Source passage Start Marker

Anyway, the purpose of this whole introduction was to establish the simple fact: I'm a hopeless, Environmentally Lazy Neophobiac. When I sense unknown taste, my reflexes actually want me to throw up ("hey, it's not my job to taste new kinds of mushrooms, I'm the guy with the notebook!", says the reflex). In the civilized age, this body design has its drawbacks since the new tastes normally introduce themselves at social gatherings, where vomit is most often unwelcome. I'm generally in control of my reflexes, so if you're having a party and you wanted to invite me until you read this, that issue shouldn't bother you (a couple of other issues probably should, but I digress). But at the core, below the level where I look like a toilet-trained civilized primate, I hate new things. Probably genetic. And now that we're through with the introduction, we finally reach the second introduction, the one about programming languages.

Source passage End Marker

**Your objective**
Condense the paragraph beginning "Anyway, the purpose of this whole introduction" from the passage on neophobia into a shorter paragraph or a list, keeping its main facts.

Entries provided Start Marker

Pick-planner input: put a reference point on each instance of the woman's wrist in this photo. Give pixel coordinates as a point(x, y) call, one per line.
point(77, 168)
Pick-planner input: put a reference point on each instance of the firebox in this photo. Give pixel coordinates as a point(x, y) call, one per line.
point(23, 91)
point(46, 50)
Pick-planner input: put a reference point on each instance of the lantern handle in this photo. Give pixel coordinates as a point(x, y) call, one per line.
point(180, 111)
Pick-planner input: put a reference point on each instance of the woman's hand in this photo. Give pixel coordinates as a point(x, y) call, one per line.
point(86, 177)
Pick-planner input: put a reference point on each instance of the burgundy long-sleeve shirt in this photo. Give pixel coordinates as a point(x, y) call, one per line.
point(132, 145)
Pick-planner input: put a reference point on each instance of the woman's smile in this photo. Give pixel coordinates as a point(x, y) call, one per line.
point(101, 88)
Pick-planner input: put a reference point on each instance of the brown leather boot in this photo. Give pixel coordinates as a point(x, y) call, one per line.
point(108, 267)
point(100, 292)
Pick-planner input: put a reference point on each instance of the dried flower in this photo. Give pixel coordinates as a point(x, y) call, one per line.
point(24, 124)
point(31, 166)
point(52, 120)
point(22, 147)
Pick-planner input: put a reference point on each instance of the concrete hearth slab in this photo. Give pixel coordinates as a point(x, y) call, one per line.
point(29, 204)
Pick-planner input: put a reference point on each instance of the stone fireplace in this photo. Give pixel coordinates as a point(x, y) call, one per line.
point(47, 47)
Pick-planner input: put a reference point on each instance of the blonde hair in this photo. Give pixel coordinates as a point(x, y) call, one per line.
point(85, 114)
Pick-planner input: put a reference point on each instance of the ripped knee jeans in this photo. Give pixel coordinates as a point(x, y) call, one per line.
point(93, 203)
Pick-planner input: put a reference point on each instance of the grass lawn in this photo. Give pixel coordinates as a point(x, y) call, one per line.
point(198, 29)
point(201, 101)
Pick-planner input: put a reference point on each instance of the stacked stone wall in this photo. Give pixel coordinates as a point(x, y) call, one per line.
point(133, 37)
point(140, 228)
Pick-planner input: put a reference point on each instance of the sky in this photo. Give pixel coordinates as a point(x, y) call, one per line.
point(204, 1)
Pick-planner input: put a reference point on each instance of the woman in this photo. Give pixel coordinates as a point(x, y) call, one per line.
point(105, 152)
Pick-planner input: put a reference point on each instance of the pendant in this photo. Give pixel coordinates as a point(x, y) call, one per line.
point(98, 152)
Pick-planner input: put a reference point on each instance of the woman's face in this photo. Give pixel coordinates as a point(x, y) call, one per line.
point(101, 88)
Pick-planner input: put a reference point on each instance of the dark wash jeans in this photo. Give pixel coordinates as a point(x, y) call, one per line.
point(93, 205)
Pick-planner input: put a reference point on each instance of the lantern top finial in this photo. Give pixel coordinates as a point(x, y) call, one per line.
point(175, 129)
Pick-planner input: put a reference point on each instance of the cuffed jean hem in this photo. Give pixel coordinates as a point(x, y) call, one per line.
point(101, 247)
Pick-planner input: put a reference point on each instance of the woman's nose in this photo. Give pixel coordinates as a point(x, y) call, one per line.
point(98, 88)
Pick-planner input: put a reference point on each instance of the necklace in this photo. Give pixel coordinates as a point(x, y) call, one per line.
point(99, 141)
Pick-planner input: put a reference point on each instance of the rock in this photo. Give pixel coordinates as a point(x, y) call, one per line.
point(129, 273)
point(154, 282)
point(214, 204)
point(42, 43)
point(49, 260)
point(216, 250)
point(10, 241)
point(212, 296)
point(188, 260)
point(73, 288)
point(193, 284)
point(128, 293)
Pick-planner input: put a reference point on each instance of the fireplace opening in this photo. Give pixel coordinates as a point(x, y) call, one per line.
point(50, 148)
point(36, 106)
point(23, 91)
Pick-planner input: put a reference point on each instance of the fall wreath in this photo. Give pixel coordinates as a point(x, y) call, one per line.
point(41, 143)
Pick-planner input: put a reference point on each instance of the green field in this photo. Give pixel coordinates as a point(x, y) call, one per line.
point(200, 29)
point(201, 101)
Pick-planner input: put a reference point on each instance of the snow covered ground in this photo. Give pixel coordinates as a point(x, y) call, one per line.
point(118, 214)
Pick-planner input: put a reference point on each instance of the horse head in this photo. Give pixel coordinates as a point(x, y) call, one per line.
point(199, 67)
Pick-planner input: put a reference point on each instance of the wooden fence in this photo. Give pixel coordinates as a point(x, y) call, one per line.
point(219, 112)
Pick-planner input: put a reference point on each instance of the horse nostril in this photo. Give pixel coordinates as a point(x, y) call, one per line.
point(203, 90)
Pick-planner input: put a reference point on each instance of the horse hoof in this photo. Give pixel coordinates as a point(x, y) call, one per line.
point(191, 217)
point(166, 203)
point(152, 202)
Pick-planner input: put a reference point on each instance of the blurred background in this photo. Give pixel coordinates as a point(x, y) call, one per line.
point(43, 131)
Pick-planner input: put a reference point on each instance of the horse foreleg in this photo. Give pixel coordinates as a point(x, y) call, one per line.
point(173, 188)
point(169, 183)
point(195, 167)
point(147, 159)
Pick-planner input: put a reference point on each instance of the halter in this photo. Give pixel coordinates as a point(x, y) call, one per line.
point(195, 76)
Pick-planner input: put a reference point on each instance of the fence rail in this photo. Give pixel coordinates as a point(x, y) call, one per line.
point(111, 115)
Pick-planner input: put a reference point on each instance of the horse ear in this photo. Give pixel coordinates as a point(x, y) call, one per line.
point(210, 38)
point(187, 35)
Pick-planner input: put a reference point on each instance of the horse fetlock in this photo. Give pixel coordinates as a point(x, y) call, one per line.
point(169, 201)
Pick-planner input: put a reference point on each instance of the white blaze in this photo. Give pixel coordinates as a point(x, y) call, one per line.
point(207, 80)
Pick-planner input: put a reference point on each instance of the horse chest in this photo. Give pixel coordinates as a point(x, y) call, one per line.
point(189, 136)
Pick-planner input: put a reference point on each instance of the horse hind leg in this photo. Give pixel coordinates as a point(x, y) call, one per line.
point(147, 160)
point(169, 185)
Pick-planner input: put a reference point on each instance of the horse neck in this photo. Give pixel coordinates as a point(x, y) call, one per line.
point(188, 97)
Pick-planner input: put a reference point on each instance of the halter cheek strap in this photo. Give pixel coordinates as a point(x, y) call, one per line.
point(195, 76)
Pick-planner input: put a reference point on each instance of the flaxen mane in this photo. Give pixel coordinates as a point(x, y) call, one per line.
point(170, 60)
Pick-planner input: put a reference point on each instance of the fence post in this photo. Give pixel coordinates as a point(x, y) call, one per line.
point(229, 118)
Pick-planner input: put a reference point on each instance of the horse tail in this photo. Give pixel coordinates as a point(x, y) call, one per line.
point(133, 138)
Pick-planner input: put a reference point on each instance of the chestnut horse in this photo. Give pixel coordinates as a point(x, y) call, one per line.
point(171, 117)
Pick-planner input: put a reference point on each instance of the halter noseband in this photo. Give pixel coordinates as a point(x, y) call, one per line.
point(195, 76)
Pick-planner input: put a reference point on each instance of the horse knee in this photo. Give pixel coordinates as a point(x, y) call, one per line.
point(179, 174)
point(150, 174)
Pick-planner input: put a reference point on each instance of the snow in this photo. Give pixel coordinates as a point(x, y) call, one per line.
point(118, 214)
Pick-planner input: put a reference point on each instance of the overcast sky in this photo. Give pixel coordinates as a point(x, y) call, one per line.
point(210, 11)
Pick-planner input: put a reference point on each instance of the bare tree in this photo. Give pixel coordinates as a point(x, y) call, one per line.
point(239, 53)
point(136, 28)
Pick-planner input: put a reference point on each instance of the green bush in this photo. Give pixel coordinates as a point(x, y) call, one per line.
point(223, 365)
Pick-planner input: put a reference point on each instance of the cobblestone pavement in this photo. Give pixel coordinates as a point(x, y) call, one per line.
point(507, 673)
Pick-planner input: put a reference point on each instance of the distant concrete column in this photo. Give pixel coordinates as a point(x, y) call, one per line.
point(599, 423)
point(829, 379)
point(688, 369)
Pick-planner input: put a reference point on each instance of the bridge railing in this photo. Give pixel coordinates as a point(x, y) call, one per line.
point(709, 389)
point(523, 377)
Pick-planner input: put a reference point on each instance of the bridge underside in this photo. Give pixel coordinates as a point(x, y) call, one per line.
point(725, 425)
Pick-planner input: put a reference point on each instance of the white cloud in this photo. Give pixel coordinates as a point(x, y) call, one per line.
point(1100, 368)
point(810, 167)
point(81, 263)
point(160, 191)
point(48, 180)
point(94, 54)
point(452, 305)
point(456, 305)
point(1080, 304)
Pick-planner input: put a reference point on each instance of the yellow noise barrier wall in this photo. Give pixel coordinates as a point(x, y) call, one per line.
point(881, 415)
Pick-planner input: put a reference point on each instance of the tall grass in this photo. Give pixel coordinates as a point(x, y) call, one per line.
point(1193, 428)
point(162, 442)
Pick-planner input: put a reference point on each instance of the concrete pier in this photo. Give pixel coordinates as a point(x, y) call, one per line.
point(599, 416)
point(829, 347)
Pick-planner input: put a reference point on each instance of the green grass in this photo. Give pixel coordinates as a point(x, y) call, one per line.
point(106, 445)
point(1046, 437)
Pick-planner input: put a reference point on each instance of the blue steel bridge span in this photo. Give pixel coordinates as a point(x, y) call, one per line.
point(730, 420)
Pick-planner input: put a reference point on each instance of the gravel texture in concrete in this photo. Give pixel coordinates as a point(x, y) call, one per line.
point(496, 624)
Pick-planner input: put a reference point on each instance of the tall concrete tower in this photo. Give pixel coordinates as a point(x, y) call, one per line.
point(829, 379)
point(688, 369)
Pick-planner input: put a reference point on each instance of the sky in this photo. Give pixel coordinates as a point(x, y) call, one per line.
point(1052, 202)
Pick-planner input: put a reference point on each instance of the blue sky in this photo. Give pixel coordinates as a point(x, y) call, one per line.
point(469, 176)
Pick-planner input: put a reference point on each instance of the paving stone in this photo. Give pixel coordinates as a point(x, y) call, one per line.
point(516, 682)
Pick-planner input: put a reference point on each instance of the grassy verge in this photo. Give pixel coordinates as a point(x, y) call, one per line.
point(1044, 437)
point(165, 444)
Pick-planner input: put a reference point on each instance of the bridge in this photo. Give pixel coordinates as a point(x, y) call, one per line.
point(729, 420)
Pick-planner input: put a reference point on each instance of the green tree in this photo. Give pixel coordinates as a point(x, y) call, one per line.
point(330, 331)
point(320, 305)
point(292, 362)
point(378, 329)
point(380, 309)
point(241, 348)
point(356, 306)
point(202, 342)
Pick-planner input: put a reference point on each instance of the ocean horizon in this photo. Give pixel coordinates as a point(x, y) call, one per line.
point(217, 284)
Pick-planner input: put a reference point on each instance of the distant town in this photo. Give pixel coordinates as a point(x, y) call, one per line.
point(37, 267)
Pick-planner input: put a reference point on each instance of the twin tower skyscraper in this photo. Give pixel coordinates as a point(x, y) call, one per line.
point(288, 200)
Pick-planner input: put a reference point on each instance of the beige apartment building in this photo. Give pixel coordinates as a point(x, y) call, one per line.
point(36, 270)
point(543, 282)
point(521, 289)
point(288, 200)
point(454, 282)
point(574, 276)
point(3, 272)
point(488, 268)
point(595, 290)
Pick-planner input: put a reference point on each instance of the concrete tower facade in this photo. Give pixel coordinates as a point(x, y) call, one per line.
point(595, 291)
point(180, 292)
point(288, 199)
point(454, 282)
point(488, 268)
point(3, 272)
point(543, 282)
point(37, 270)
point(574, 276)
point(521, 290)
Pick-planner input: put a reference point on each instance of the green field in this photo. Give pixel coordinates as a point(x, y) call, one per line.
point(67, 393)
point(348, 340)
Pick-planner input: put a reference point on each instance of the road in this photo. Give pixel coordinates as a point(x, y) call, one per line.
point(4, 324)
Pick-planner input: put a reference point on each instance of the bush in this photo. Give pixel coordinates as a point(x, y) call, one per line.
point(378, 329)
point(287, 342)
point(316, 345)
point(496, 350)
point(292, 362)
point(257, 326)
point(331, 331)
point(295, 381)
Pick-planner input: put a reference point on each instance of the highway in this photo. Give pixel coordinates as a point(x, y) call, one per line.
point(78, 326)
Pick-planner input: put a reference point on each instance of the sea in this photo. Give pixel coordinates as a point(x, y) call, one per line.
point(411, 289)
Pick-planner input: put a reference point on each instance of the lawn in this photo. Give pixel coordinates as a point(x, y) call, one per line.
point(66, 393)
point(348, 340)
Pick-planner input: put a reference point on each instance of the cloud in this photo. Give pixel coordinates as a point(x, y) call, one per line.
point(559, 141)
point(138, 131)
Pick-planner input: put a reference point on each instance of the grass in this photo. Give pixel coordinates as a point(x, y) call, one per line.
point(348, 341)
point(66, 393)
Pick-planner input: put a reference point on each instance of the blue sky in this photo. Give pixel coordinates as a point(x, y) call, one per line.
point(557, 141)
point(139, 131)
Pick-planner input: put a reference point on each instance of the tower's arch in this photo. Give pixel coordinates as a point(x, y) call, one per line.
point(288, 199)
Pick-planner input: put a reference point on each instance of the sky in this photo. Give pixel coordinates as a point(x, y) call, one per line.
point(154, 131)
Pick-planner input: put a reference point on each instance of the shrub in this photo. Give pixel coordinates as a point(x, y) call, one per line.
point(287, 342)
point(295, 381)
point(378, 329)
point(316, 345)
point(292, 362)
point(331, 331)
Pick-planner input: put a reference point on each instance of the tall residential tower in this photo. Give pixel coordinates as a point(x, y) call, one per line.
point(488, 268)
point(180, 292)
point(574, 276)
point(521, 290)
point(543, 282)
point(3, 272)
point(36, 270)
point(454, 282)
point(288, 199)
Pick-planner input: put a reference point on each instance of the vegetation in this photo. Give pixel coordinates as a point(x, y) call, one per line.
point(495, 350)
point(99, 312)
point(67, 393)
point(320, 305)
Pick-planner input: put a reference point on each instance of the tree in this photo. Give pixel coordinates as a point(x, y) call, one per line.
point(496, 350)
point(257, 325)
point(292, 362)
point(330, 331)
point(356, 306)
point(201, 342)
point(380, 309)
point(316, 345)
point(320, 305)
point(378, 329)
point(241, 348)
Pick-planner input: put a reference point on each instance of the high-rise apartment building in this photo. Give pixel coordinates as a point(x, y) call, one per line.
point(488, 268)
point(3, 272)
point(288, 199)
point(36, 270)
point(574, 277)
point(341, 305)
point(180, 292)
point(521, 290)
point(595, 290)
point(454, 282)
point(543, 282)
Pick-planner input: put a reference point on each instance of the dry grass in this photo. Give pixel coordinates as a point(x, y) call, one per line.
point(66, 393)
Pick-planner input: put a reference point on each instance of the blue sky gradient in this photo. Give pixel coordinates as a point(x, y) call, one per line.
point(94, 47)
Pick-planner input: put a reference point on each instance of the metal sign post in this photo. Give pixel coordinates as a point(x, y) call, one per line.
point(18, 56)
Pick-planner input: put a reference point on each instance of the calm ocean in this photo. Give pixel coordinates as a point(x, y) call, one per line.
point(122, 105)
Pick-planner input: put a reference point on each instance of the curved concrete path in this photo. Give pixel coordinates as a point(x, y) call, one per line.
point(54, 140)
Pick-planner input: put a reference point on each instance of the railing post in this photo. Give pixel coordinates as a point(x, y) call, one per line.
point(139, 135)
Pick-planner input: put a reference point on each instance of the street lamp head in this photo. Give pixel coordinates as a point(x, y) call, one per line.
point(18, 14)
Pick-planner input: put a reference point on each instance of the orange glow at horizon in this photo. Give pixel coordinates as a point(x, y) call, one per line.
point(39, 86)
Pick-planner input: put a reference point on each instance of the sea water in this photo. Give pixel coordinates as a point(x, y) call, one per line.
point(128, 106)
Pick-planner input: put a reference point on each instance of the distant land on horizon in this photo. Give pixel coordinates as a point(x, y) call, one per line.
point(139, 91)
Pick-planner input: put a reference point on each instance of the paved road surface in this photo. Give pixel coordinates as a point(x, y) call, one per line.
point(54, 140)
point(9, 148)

Entries provided End Marker

**Written reply**
- The introduction's purpose was to establish that the writer is a hopeless "Environmentally Lazy Neophobiac."
- Unfamiliar tastes trigger a reflex to throw up.
- This is a drawback today, because new tastes usually come up at social gatherings, where vomiting is unwelcome.
- The writer usually keeps the reflex under control, so party hosts needn't worry about it.
- At the core, the writer hates new things, probably for genetic reasons.
- Next comes a second introduction, about programming languages.